» Task description
Return every entry below without altering a word.

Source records
──────
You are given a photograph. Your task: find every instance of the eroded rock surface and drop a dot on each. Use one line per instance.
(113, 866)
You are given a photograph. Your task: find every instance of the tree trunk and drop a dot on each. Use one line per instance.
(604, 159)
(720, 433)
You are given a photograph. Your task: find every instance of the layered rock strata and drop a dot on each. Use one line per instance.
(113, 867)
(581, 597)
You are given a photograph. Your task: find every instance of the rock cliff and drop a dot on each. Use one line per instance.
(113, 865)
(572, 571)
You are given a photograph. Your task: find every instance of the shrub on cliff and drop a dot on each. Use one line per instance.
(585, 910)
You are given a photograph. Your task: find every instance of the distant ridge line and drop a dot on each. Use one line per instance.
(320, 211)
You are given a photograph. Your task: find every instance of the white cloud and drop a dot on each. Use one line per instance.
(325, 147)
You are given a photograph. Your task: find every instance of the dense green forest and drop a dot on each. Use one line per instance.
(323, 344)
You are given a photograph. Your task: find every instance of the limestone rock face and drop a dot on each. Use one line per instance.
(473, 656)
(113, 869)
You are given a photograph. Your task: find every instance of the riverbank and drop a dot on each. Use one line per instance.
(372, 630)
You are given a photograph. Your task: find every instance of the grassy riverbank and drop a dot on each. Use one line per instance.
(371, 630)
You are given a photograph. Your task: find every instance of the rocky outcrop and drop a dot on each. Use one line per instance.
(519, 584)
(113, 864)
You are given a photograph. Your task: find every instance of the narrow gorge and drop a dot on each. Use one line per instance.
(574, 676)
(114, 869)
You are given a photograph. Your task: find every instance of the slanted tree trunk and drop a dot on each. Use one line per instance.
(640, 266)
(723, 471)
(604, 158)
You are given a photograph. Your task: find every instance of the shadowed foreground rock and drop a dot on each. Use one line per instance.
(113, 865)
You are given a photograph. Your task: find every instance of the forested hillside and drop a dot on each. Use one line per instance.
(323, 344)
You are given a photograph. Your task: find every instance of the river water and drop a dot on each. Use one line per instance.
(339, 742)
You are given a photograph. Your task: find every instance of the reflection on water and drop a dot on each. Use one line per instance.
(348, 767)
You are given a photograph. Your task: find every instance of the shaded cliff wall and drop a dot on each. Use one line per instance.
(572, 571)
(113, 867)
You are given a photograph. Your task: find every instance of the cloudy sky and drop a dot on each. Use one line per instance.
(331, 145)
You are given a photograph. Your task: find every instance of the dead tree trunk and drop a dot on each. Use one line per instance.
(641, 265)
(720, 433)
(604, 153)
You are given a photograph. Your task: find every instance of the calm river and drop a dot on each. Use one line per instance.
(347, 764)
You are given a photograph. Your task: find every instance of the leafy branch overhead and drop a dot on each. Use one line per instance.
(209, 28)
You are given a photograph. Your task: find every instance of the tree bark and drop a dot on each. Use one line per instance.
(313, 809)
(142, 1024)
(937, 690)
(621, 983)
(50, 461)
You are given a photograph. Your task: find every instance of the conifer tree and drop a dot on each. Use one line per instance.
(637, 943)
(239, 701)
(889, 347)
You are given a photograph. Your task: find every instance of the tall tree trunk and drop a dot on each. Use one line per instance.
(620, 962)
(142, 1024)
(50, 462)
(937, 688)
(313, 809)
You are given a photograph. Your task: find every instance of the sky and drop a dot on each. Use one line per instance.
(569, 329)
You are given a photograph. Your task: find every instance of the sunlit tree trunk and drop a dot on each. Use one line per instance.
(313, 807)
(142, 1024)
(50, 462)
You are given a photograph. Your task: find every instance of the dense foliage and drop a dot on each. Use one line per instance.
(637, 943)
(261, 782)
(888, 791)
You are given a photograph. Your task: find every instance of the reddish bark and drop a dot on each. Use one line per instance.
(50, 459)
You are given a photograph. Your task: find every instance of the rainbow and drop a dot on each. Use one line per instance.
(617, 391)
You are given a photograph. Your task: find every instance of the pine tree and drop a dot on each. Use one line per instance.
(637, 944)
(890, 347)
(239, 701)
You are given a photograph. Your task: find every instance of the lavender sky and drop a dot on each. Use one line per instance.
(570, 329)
──────
» Reply to the exercise
You are given a photograph. Your task: find every instance of the eroded rock surface and drop a dot on each. Use one line per instance.
(113, 866)
You are given a photograph. Your task: find every instance of the tree trunk and drop a dot on each. Use one line per instance.
(604, 159)
(720, 433)
You are given a photograph. Your task: find every instance of the layered rock strata and drop a dot on each. Use one line per instance.
(113, 867)
(581, 597)
You are given a photograph. Your task: find every instance of the rock cliff and drop a dot on each. Use one line per instance.
(113, 865)
(572, 571)
You are given a photograph. Your task: find every instance of the shrub on cliff and drop a dot on each. Use one line per instance.
(585, 910)
You are given a photograph. Your task: find every instance of the distant ridge line and drop a dot on each. Use one line per instance.
(320, 211)
You are given a photograph. Your task: find every instance of the white cloud and drop a dot on each. Use one line per instance.
(325, 147)
You are given a photograph. Your task: find every instance of the dense green forest and drop a dot on each. Use one line per instance.
(323, 344)
You are given a photograph. Your task: find every instance of the limestone rock face and drop a dot on each. Use one line per instance.
(473, 656)
(113, 869)
You are given a photograph. Your task: find every instance of the riverbank and drop a dot on each. Use one line per instance.
(372, 630)
You are given a photograph. Your task: find every instance of the grassy riverbank and drop a dot on each. Use one line per instance.
(371, 630)
You are given a photograph. Your task: find every instance of the rocky outcrop and drop a dot on each. Use one line per instance.
(519, 584)
(113, 864)
You are given a photograph. Your task: find every instance of the narrow gorge and drop a dot on each. Use one line per instance.
(574, 676)
(114, 869)
You are given a photograph. Your task: find every instance of the slanted tree trunk and drop a dot on each. Use one line per instance.
(640, 266)
(723, 471)
(604, 158)
You are given a photograph. Your task: find every instance of the shadowed foreground rock and drop a dot on each. Use one line per instance.
(113, 865)
You are given a photograph. Your task: find every instance of the forested hillside and drop a dot on each. Use one line per instance.
(323, 344)
You are given a photograph. Your task: find every instance of the river water and drop a dot on each. Use one line per instance.
(339, 742)
You are given a photograph. Your task: find every instance of the reflection on water and drop a dot on each. Use one line per instance.
(348, 767)
You are given a photograph. Your task: find every instance of the shaded cliff wall and drop a dot on each. Use one line per instance.
(572, 571)
(113, 867)
You are given a photograph. Your task: find every instance of the cloudy sky and drop a dot on each. Use one line per instance.
(331, 145)
You are given a photograph. Your task: find every instance of the dead tree trunk and drop a dot on each. Use one line per instance.
(641, 265)
(720, 433)
(604, 153)
You are given a photograph. Your task: find every instance of the calm river and drop a dot on each. Use one line per instance.
(347, 764)
You are given a photograph. Your task: find every instance of the leafy branch overhead and drop a dot on each. Use one line per instance.
(209, 28)
You are given a photograph. Your task: find every instance of the tree bark and drop a dot on each. Use one line per instance.
(313, 809)
(142, 1024)
(937, 690)
(621, 983)
(50, 461)
You are given a photograph. Your task: find every instance of the conifer tree and drop a dot on each. Use one line per instance.
(637, 943)
(239, 701)
(889, 347)
You are given a photograph. Your task: find every instance of the tall tree trunk and drop a dot on each. Use one line per instance.
(620, 962)
(142, 1024)
(50, 462)
(937, 688)
(313, 809)
You are given a photograph. Your task: find every instance of the sky and drop a dot on each. Use one line per instance.
(569, 329)
You are given a photograph. Your task: find every instance of the sunlit tree trunk and drop a dot on each. Use one line per instance.
(313, 807)
(142, 1024)
(50, 462)
You are given a photograph. Your task: find every instance of the dense foliage and drop a dot on each. Use one line per instance.
(637, 943)
(261, 782)
(888, 791)
You are given a photograph. Your task: find every instance of the reddish bark and drop a dot on each. Use one line per instance.
(50, 459)
You are given a photograph. Your task: find every instance of the rainbow and drop a dot on each. Use one line per instance.
(617, 391)
You are given a photograph. Your task: find every instance of the pine tree and drop a dot on each. Use one line per instance.
(637, 944)
(890, 347)
(239, 701)
You are given a photograph. Your task: find every instance of the lavender sky and drop a dot on each. Use one line per instance.
(570, 329)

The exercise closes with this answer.